Starting with the line that contains "driveway listed here." and stopping after the line that contains "Target: grass verge", return each line below exactly as written, with no others.

# Data entries
○ ○ ○

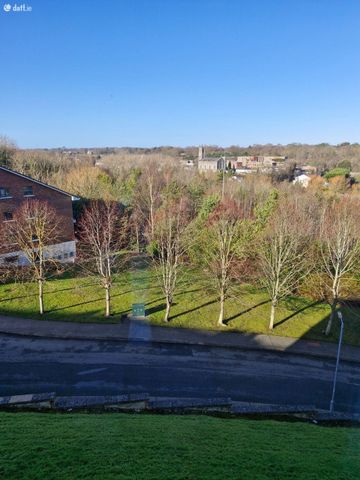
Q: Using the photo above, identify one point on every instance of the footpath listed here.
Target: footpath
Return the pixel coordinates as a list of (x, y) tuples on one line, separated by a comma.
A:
[(141, 330)]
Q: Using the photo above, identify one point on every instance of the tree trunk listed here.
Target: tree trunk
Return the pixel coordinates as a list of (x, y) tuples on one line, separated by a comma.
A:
[(167, 311), (41, 297), (272, 315), (332, 317), (221, 314), (107, 301)]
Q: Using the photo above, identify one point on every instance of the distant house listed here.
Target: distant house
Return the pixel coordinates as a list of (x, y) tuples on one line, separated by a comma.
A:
[(15, 189), (302, 180), (259, 163), (206, 164)]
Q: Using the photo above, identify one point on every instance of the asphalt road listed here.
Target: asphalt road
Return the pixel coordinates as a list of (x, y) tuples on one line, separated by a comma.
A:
[(78, 367)]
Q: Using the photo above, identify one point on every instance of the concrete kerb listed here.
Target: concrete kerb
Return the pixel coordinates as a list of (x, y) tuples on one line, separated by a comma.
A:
[(161, 335), (143, 403)]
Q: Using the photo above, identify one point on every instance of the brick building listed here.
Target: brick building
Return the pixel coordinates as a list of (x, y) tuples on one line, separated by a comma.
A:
[(15, 188)]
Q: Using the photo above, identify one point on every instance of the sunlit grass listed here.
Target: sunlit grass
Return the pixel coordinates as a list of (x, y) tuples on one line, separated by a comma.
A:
[(82, 299), (118, 446)]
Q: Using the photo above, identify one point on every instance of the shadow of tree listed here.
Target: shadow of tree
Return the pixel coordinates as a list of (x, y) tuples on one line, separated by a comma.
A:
[(277, 324), (172, 317), (227, 320)]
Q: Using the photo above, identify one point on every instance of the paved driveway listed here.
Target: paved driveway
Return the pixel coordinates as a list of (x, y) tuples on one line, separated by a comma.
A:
[(81, 367)]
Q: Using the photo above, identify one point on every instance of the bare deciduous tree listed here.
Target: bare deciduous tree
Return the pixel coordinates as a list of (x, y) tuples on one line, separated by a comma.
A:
[(171, 244), (101, 230), (285, 259), (34, 230), (339, 247), (221, 246)]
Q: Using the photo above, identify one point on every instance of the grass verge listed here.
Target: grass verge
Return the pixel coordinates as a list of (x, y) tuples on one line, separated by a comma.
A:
[(118, 446), (82, 300)]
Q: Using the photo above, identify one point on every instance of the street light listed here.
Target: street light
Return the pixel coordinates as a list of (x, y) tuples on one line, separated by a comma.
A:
[(223, 183), (337, 361)]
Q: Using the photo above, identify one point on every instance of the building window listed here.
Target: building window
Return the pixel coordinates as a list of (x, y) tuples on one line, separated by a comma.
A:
[(28, 191), (12, 259), (4, 192), (8, 216)]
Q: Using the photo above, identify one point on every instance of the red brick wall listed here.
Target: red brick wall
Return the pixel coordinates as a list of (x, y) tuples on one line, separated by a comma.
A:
[(62, 204)]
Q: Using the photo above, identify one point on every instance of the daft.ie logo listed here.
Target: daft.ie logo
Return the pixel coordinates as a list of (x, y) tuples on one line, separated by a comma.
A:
[(17, 8)]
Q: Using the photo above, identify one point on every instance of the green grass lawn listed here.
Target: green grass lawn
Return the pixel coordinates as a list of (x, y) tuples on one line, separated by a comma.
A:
[(118, 446), (81, 299)]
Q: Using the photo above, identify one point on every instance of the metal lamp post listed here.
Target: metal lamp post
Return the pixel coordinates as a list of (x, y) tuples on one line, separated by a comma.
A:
[(223, 182), (337, 361)]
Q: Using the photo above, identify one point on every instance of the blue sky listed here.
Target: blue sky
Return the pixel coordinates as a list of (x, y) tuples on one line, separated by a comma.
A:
[(180, 72)]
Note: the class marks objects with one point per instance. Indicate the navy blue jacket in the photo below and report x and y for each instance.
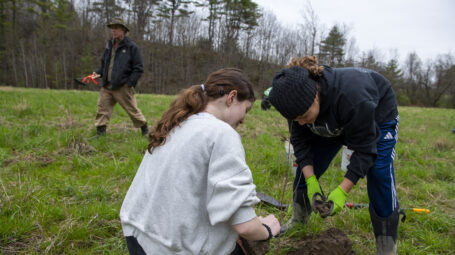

○ ○ ○

# EXERCISE RESPONSE
Q: Using the photo above, identify one point on every instance of the paved driveway listed here.
Target: paved driveway
Return the pixel coordinates as a list of (x, y) tuples on one line, separated by a comma.
A:
[(81, 367)]
Q: Using the photo above, identify one point on every instance of the bare deciduous tree listed here.
Target: bare deciduous tree
Return the pixel coordinates as a list of (x, y) tuples on one line, separated by a comma.
A:
[(171, 244), (101, 230), (285, 259), (34, 230), (339, 247), (221, 246)]
Q: Using the photo above, identify one point on every instance of the grass verge listed here.
Target: grass verge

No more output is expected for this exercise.